▶ Exercise aim: Reproduce the following entries verbatim, each one complete.

▶ Records provided:

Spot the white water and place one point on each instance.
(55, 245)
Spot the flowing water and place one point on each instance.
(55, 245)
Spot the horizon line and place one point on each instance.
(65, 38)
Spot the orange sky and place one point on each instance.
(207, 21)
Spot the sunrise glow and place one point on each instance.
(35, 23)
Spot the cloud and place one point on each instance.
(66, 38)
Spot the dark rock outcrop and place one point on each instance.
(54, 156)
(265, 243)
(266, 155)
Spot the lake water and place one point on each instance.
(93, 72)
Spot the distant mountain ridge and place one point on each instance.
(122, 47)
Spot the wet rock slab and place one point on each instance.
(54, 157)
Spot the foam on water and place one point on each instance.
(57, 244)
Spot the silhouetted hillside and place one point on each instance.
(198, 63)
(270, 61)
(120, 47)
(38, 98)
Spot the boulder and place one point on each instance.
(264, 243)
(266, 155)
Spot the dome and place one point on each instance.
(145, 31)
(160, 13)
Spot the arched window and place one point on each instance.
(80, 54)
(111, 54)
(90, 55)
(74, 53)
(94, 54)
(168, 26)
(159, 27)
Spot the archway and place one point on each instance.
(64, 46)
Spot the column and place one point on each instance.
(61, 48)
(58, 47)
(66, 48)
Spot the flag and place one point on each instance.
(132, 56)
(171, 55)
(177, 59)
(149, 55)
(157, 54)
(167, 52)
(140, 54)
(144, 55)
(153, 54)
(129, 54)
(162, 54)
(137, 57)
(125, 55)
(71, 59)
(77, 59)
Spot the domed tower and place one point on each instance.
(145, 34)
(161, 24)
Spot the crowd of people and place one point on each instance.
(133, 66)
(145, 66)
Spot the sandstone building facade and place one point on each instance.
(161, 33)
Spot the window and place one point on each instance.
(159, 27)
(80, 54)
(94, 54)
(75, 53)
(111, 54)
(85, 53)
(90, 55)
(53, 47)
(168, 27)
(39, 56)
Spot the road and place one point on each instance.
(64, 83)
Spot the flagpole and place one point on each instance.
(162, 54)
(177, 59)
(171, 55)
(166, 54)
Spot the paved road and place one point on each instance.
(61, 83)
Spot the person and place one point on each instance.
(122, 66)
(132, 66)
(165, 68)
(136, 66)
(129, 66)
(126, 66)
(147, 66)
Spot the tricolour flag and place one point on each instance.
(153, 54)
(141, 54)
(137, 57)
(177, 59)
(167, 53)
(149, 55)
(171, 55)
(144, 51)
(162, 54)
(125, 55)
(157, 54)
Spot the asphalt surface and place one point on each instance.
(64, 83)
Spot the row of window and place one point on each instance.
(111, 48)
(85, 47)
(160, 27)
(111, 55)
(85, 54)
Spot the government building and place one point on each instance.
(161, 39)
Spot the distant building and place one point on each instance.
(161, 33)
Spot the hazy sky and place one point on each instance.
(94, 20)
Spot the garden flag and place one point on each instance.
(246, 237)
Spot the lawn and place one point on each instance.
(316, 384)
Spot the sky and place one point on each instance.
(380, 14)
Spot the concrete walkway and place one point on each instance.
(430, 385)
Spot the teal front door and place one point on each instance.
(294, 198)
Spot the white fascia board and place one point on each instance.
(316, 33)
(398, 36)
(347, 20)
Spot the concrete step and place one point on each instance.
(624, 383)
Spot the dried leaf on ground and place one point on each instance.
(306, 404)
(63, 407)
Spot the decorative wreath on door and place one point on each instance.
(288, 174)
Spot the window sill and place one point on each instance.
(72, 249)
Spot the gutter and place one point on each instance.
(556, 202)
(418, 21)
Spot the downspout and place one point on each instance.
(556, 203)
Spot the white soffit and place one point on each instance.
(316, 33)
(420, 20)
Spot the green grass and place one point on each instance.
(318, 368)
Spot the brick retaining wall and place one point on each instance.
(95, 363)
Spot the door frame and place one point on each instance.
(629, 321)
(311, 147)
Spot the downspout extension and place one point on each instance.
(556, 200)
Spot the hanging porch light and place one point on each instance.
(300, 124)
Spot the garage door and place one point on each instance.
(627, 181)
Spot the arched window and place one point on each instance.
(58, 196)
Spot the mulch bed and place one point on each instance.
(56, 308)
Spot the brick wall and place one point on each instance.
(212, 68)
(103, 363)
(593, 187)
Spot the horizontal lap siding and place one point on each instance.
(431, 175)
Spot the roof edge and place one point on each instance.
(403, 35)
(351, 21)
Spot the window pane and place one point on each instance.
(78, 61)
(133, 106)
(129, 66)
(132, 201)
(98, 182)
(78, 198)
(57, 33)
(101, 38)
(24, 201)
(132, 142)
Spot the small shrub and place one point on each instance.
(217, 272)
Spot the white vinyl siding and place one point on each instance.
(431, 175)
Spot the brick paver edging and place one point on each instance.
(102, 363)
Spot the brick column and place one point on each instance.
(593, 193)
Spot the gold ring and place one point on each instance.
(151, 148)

▶ Solution for this exercise:
Spot the white water and place one point on each instance.
(55, 245)
Spot the flowing water and place one point on each instance.
(55, 245)
Spot the horizon line and place one point on each instance.
(65, 38)
Spot the orange sky and place one point on each instance.
(207, 21)
Spot the sunrise glow and place one point on each instance.
(35, 23)
Spot the cloud and place one point on each instance.
(66, 38)
Spot the dark rock outcrop and place one point on each instance.
(54, 156)
(265, 243)
(266, 155)
Spot the lake water and place one point on each instance.
(93, 72)
Spot the distant mountain ridge and place one point on each instance.
(122, 47)
Spot the wet rock slab and place one point on each instance.
(54, 157)
Spot the foam on water and place one point on each instance.
(57, 244)
Spot the silhouetted hillside and place one point on each instance.
(198, 63)
(270, 61)
(120, 47)
(38, 98)
Spot the boulder and place one point on each instance.
(264, 243)
(266, 155)
Spot the dome and place one point on each instance.
(145, 31)
(160, 13)
Spot the arched window and place one point on each instance.
(80, 54)
(111, 54)
(90, 55)
(74, 53)
(94, 54)
(168, 26)
(159, 27)
Spot the archway and place one point on each instance.
(64, 46)
Spot the column and place one point on each instance.
(61, 48)
(58, 47)
(66, 48)
Spot the flag and place one point on each instance.
(132, 56)
(171, 55)
(177, 59)
(149, 55)
(157, 54)
(167, 52)
(140, 54)
(144, 55)
(153, 54)
(129, 54)
(162, 54)
(137, 57)
(125, 55)
(71, 59)
(77, 59)
Spot the domed tower and place one point on each instance.
(145, 34)
(161, 24)
Spot the crowd of people and place one point on each instance.
(133, 66)
(145, 66)
Spot the sandstone building facade and place one point on each instance.
(161, 33)
Spot the window and place one point on each instance.
(159, 27)
(80, 54)
(94, 54)
(75, 53)
(111, 54)
(85, 53)
(90, 55)
(53, 47)
(168, 27)
(39, 56)
Spot the road and place one point on each instance.
(64, 83)
Spot the flagpole and place one point on each instance.
(162, 54)
(177, 59)
(171, 55)
(166, 54)
Spot the paved road and place one point on each instance.
(61, 83)
Spot the person and place one point on each instance.
(122, 66)
(132, 66)
(165, 68)
(136, 66)
(129, 66)
(126, 66)
(147, 66)
Spot the tricolour flag and place one point on each instance.
(153, 54)
(141, 54)
(137, 57)
(177, 59)
(167, 53)
(149, 55)
(171, 55)
(144, 51)
(162, 54)
(125, 55)
(157, 54)
Spot the asphalt surface and place one point on each instance.
(64, 83)
Spot the row of window and place one point on each instance.
(111, 48)
(85, 47)
(160, 27)
(111, 55)
(85, 54)
Spot the government building and place one point on each instance.
(161, 39)
Spot the distant building and place one point on each instance.
(161, 33)
Spot the hazy sky and place one point on each instance.
(94, 20)
Spot the garden flag and place one point on each instance.
(246, 237)
Spot the lawn and place one point on each instance.
(316, 384)
Spot the sky and place one point on each instance.
(380, 14)
Spot the concrete walkway and place one point on each instance.
(430, 385)
Spot the teal front door and place one point on each instance.
(294, 198)
Spot the white fascia board and place one point on each instance.
(316, 33)
(398, 36)
(347, 20)
Spot the concrete step and place one point on each instance.
(624, 383)
Spot the dried leaf on ground and place one point on each instance.
(306, 404)
(63, 407)
Spot the decorative wreath on door and place one point on each instance.
(288, 174)
Spot the window sill and place one point on each instance.
(72, 249)
Spot the gutter and place one point on each instance.
(556, 202)
(418, 21)
Spot the downspout and place one point on each instance.
(556, 203)
Spot the white soffit and place one point on each instance.
(316, 33)
(420, 20)
Spot the green grass and place one point on each instance.
(318, 368)
Spot the brick retaining wall and place one point on each instance.
(95, 363)
Spot the door frame and place one point on each instance.
(629, 321)
(311, 147)
Spot the downspout extension and place one point on each instance.
(556, 200)
Spot the hanging porch light and place one point on each instance.
(300, 124)
Spot the garage door and place one point on each instance.
(627, 181)
Spot the arched window and place one point on each instance.
(58, 196)
Spot the mulch bed and place one point on each instance.
(56, 308)
Spot the brick wall and place one point on each instance.
(212, 68)
(103, 363)
(593, 187)
Spot the horizontal lap siding and place one point on each instance.
(431, 175)
Spot the roof edge and place one point on each instance.
(403, 35)
(351, 21)
Spot the window pane and place one point on each instance.
(78, 61)
(133, 106)
(129, 66)
(132, 201)
(98, 182)
(78, 198)
(57, 33)
(101, 38)
(24, 201)
(132, 142)
Spot the small shrub and place one point on each instance.
(217, 272)
Spot the white vinyl siding and place one point on each instance.
(431, 175)
Spot the brick paver edging and place one point on each instance.
(102, 363)
Spot the brick column and place one point on each instance.
(593, 193)
Spot the gold ring and place one point on each instance.
(151, 148)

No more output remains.